→ **PASSAGE GIVEN**:
* * * *

2–2. After logging into the workspace, click the user icon on the top right corner, select User Settings. Click Generate New Token, give it a meaningful comment and click Generate. We will use this token in our pipeline for Notebook deployment. Your token will only be displayed once, make sure you do not close the dialog or browser before you have copied it into key vault.

2–3. In another browser window, open Azure Portal, navigate to Azure Key Vault under the newly created Resource group. Access the Secrets tab, click Generate/Import. Set the Name as databricks-token, and copy the newly generated token into Value. Click Create to save the token inside Azure Key Vault securely. Now you can safely close the

2–3 Save Databricks token into Azure Key Vault

2–4. While we are in the Databricks workspace, also go to Git Integration tab and check Git provider setting, make sure it is set to Azure DevOps Services, or to the repository of your choice.

2–4 Ensure git integration settings is set to Azure DevOps Services

2–5. Go to Azure DevOps Portal, go to Pipelines > Library. Click +Variable Group to create new Variable Group. This time we are linking an Azure Key Vault into Azure DevOps as variable group. This allows Azure DevOps to obtain token from Azure Key Vault securely for deployment. Name the variable group as Databricks Dev Token, select Link secrets from an Azure key vault as variables. Select the correct Azure subscription service connections and Key vault respectively. Click +Add and select databricks-token in the Choose secrets dialog. Click Save.

Step 3: Link your workbook development with Source code repository

Databricks workspaces integrate with git seamlessly as an IDE. We have in previous steps 2–4 set up the integration between Databricks and a source code repository. We can now link the workbook with the repository and commit into a repository directly.

3–1. Open your notebook as usual, notice Revision history on the right top section of the screen. Click on Revision history to bring up the version history side panel.

3–2. Click on Git: Not Linked to update Git Preferences. Link your workbook to Azure DevOps Repo, which should be the URL of your git repository, and set the Path in Git Repo to the location which you want Databricks to save your notebook inside the repository.

3–2 Committed change pushed into git repo.

3–3. The committed change is pushed into git repository. What does that mean? That means it will trigger the build pipeline. With a little bit of further configuration, we can actually update the build pipeline to package this notebook into a deployable package, and use it to trigger a deployment pipeline. Now download the azure-pipelines.yml from this commit, replace the original azure-pipelines.yml from step 1–1, commit and push the change back to the repository.

* * * *

→ **COLLECTED MATERIAL**:

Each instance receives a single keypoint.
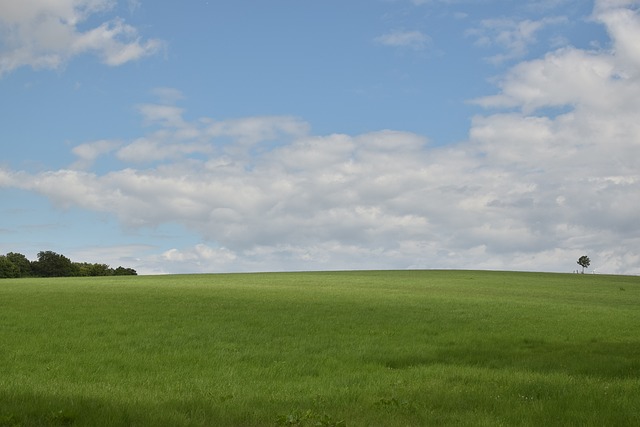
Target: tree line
(51, 264)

* * * *

→ **WORK INSTRUCTIONS**:
**A)** Using the Databricks deployment walkthrough, answer each question on its own line.
(i) What name is set for the secret created in Azure Key Vault?
(ii) What name is given to the new variable group in Azure DevOps?
(iii) What must be clicked to bring up the version history side panel?
**B)** Print the Databricks deployment walkthrough between "Databricks workspaces integrate" and "history side panel.", inclusive.
**C)** Proceed with the Databricks deployment walkthrough, starting from where it stops.

→ **SOLVED PROBLEMS**:
**A)**
(i) databricks-token
(ii) Databricks Dev Token
(iii) Revision history

**B)**
Databricks workspaces integrate with git seamlessly as an IDE. We have in previous steps 2–4 set up the integration between Databricks and a source code repository. We can now link the workbook with the repository and commit into a repository directly.

3–1. Open your notebook as usual, notice Revision history on the right top section of the screen. Click on Revision history to bring up the version history side panel.

**C)**
3–3 Build triggered by the pipeline update.

Step 4: Deploy the version controlled Notebook onto Databricks for automated tests

Since we have prepared our notebook build package, let us complete the flow by deploying it onto the Databricks that we have created and execute a run from the pipeline.

4–1. Go to Pipelines > Library, edit the project based Variable group Databricks Pipeline, we need to specify a variable here such that the release pipeline will pickup from the variable which notebook to deploy. Add notebook_name variable with value helloworld . Click Save after it is done.

4–1 Update Variable group with notebook_name variable

4–2. Go to Pipelines > Releases, select Databricks Release Pipeline, Click Edit. Navigate to the Tasks tab. Add Use Python Version task and drag it above the original Create Databricks Resource Group task. No further configuration is needed.’

4–3. Add Bash Task at the end of the job. Rename it to Install Tools. Select Type as Inline, copy the following scripts to the Script text area. This is to install the needed python tools for deploying notebook onto Databricks via command line interface.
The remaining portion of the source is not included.